[MATERIAL FOR THE TASK — start]

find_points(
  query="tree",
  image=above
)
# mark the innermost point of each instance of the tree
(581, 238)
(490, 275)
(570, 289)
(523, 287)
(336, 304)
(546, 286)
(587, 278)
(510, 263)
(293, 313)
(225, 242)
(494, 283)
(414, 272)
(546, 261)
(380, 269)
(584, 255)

[MATERIAL FOR THE TASK — finish]

**PROBLEM:** Every line from the one containing "# mark the innermost" through the last line above should be retyped exactly; no other lines are wanted.

**ANSWER TO THIS PROBLEM:**
# mark the innermost point of each instance of the tree
(581, 238)
(490, 275)
(570, 289)
(523, 287)
(336, 304)
(546, 286)
(587, 278)
(510, 263)
(293, 313)
(225, 242)
(494, 283)
(414, 272)
(546, 261)
(380, 269)
(584, 255)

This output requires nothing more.